== PROBLEM REQUIREMENTS ==
The entries that follow should be repeated exactly, with no pictures kept.

_ _ _ _

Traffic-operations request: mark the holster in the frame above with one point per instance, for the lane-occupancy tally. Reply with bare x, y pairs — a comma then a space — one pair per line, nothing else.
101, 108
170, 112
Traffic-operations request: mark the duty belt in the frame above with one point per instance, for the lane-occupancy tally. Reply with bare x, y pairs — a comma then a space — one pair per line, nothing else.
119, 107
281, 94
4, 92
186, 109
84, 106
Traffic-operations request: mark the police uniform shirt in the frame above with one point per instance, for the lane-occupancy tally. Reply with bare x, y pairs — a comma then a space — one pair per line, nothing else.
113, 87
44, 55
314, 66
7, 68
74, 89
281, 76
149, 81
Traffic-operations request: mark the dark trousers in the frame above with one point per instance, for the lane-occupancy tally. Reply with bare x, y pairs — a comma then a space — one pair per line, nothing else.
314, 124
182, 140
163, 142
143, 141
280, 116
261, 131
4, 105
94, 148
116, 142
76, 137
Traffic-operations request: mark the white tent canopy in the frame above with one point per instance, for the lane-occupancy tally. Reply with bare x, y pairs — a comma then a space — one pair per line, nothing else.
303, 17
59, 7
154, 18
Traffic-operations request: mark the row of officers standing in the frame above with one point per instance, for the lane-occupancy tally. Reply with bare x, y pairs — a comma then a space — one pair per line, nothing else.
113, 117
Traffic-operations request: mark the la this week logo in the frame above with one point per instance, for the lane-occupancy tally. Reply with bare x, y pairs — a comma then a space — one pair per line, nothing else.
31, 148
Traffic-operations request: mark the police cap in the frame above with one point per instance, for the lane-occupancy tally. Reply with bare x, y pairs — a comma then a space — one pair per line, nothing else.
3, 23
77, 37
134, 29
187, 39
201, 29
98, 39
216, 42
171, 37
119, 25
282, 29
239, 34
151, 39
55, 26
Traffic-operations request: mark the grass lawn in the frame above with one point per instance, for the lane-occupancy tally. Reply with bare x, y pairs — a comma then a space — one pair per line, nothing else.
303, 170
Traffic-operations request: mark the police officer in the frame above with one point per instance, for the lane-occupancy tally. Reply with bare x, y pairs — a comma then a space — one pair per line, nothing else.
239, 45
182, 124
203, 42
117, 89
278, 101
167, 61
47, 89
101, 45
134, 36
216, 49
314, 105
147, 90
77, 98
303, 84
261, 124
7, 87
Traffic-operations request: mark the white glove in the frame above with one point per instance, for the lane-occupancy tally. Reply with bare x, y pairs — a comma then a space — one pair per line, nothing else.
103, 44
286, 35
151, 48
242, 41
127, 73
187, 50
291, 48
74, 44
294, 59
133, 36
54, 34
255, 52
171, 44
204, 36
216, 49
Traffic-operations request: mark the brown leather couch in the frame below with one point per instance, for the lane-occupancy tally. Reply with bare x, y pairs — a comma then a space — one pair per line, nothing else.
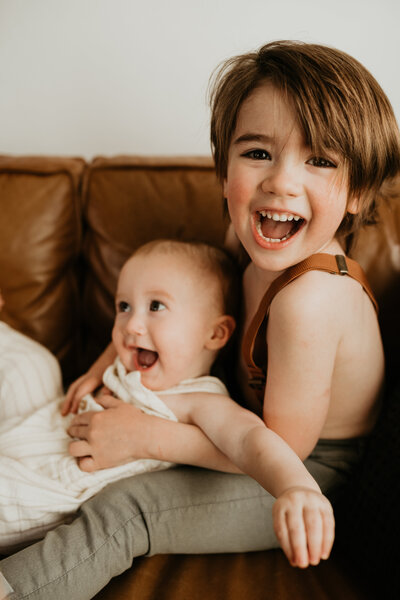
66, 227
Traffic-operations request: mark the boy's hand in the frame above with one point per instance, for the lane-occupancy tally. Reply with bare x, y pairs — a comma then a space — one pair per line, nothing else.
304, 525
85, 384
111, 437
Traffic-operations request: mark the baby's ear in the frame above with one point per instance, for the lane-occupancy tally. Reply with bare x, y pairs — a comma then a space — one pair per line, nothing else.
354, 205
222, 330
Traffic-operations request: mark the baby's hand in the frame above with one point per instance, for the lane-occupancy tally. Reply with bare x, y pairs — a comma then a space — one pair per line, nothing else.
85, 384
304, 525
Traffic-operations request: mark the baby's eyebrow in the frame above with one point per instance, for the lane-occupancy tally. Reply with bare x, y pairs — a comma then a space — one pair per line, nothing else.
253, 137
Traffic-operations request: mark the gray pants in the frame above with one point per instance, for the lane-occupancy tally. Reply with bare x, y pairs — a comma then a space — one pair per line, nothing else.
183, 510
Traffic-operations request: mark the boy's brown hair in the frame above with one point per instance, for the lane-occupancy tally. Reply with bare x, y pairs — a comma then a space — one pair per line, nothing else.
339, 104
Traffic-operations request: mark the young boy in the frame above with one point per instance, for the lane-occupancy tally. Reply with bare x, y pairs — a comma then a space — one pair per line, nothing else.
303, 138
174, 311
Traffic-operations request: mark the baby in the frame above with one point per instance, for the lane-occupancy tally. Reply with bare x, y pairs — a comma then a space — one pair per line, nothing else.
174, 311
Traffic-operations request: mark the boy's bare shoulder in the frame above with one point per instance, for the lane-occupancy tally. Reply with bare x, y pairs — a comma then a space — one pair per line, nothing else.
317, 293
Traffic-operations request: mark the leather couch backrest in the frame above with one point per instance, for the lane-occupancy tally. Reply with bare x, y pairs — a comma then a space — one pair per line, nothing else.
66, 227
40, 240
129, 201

_ _ _ _

== SOLUTION TO THIS TASK ==
Traffic-operations request: mark the holster in the frame above with one point per instance, for the lane-occupancy tally. Reply with bare x, y pairs — a comma then a space — one pair per line, nothing else.
101, 108
170, 112
Traffic-operations request: mark the duty belt in the frame above with one point per instance, for the lane-occupancy tally. Reply with bare x, y pairs — a comma then a space — one pair per line, nothing else.
119, 107
281, 94
4, 92
186, 109
84, 106
Traffic-operations request: mark the police uniform shirt in the frame above with one point per instance, for the lane-occupancy tally. Reply with bare x, y pairs — a comma then a space — one pair per line, nothing else.
113, 87
44, 55
314, 66
7, 68
74, 89
281, 76
149, 81
Traffic-operations request: mark the dark trousers in the frame above with one point per instance, for the lane-occupancy tally. Reply with bare x, y pairs — a comma then a space — one pair per line, nothing else.
314, 124
182, 140
163, 142
143, 141
280, 116
261, 131
4, 105
94, 148
116, 142
76, 137
Traffic-operations request: mark the white tent canopy in the frame above with one point per instance, for the lane-occupancy tally. Reply with bare x, y pairs — a comma then a space — one pair per line, nothing else.
303, 17
59, 7
154, 18
Traffic-operations request: mark the row of officers standing in the frame above with one point per instance, for the lane-occupancy tally. Reply with bare x, y pairs — a comma then a space — one pair per line, nothing else.
113, 117
Traffic-operations request: mark the la this week logo in the frame above with one point per instance, for the lane-occupancy tally. Reply with bare x, y pairs — a comma then a space — one pair per line, nothing else.
31, 148
Traffic-operations request: mark the police cap in the frame above with one point per instance, for the lane-occupancy tally. Reply with bare x, y pairs — a comma then a space — one pair per line, nothing else.
3, 23
77, 37
134, 29
187, 39
201, 29
98, 39
216, 42
171, 37
119, 25
282, 29
239, 34
151, 39
55, 26
Traffic-operations request: mark the grass lawn in the frame above with one point per instance, for the lane-occupancy tally. Reply with bare x, y pairs — a comma then a space — one pair per line, nothing else.
303, 170
Traffic-operations request: mark the police officer in the frame above with one point per instance, for the lane-occupancy tally. Reply with bare x, y pairs — a comma then a space — one pair per line, nothing else.
239, 45
182, 124
203, 42
117, 89
278, 101
167, 61
47, 89
101, 45
134, 36
216, 49
314, 105
147, 90
77, 98
303, 84
261, 124
7, 87
Traffic-operations request: mark the white glove in the frame above with one point per instance, for the lane-occupancy tally. Reply with bare x, y pairs — a comma then a space — one pair per line, nothing else.
103, 44
286, 35
151, 48
242, 41
127, 73
187, 50
291, 48
74, 44
294, 59
133, 36
54, 34
255, 52
171, 44
204, 36
216, 49
Traffic-operations request: mark the brown leather couch in the frame below with one point per instance, for the lane-occupancy tally. Reply with bare x, y pairs — a comma then a space — one pair per line, nothing else.
66, 227
Traffic-operations request: mark the boy's hand in the frame above with one point per instance, for the lane-occupancy tally. Reply with bare x, y pairs — a comma then a space — one pair per line, nothing else.
304, 525
85, 384
111, 437
Traffic-operations request: mark the baby's ear in the frame above with one point per instance, for the lane-occupancy tally. Reply with bare x, y pairs — a comma then a space — one pair per line, nothing else.
354, 205
222, 330
Traffic-operations request: mark the baby's hand in the frame above with one point per instance, for the lane-occupancy tally. Reply with bare x, y pairs — a comma then a space — one pair per line, nothing else.
85, 384
304, 525
Traffic-operations request: mark the baby's eyebrow in the frame above with one point per instance, for the lane-occupancy tally. Reply with bare x, y pairs — a comma then a space — one pair per line, nothing else.
253, 137
Traffic-operations request: mark the gray pants in the frame above with one point per instance, for the lane-occupancy tally. Reply with bare x, y pairs — a comma then a space — one pair per line, nothing else.
183, 510
Traffic-operations request: mark the boy's brown hair in the frame above with one point per instance, for the lane-occupancy tally. Reply with bare x, y pairs — a comma then a space — one pair per line, nothing else.
339, 104
Traffic-operations request: mark the young boy in the frame above with one point per instance, for the lane-occupancy tally. Reply with bare x, y pairs — a comma then a space — one pair per line, nothing else.
303, 138
174, 311
Traffic-operations request: mark the baby in the frame above with one point per instance, for the lane-occupancy tally. Reply with bare x, y pairs — a comma then a space — one pair per line, nothing else.
174, 311
Traffic-operations request: mark the boy's bare shoulder in the frame above with one point per instance, for the lane-occupancy tally. Reply with bare x, y pairs — a comma then a space — one pair per line, nothing else.
317, 293
Traffic-operations request: mark the leather couch backrest in the frame above with one point per instance, for the lane-occupancy tally. Reply with bare x, y pairs — a comma then a space — one pair per line, nothing else.
66, 227
40, 240
129, 201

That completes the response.